### Excerpted passage
Monday, December 7, 2015

Shuttin' Her Down ...Oops

For those of you who missed the excitement, or worse, for those of you who didn't but had no idea what was going on, it was all my fault. I freely confess: mea culpa, mea culpa, mea maxima culpa.

I shut down the whole rec center.  Just me. The whole thing. Everybody had to leave.

It started out with perfectly good intentions.

Honest.

No, really.

Joining the lapidary club comes with obligations as well as the privileges of instructional classes, use of expensive equipment,  and being able to display/sell your creations in the sales shop. You need to pay your dues and class fees, of course. And you need to volunteer a few hours to the club each month.

For me, that's been a bit of a problem. I could sell other folk's jewelry, but with the scooter I'd be a very unruly bull in the china shop. Same for the parts sales room for the members. I could be a room monitor, but I need silversmithing class (mucho $$$) to understand some of the equipment in order to properly either turn it on or shut it safely off. So finding my niche has been a challenge. I've still been taking classes and using the equipment, but cannot sell anything through the club. There is a definite incentive, besides personal pride, to figure out how I fit in.

Ideas have been proposed. Last year things were going missing, and it was suggested I could review our in-shop security tapes to pinpoint a culprit... or more. But that activity stopped and I wasn't needed. Our outgoing president thought I might be able to take just the equipment/safety portion of the silver class - free - in order to be able to be a monitor, but others shot that idea down. I'd need the whole thing at the full fee. The hunt continued.

Then last week Donna offered a solution: I could clean. Understand, everybody is supposed to clean the equipment they've just finished using. Apparently most of them skipped that part of their classes. I've always tried to be the good Girl Scout and leave it better than I found it- not a difficult thing to do. Most of the cleaning happens at my reachable heights, or does when it happens. So yes, I can do that!

### Recorded data

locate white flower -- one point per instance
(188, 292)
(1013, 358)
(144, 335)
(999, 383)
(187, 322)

### What to do
Please copy the post starting at "For those of you who missed" and ending at "had to leave.", swapping "rec center" for "community center". These records were drawn from an unrelated source.

### Exercise answer
For those of you who missed the excitement, or worse, for those of you who didn't but had no idea what was going on, it was all my fault. I freely confess: mea culpa, mea culpa, mea maxima culpa.

I shut down the whole community center.  Just me. The whole thing. Everybody had to leave.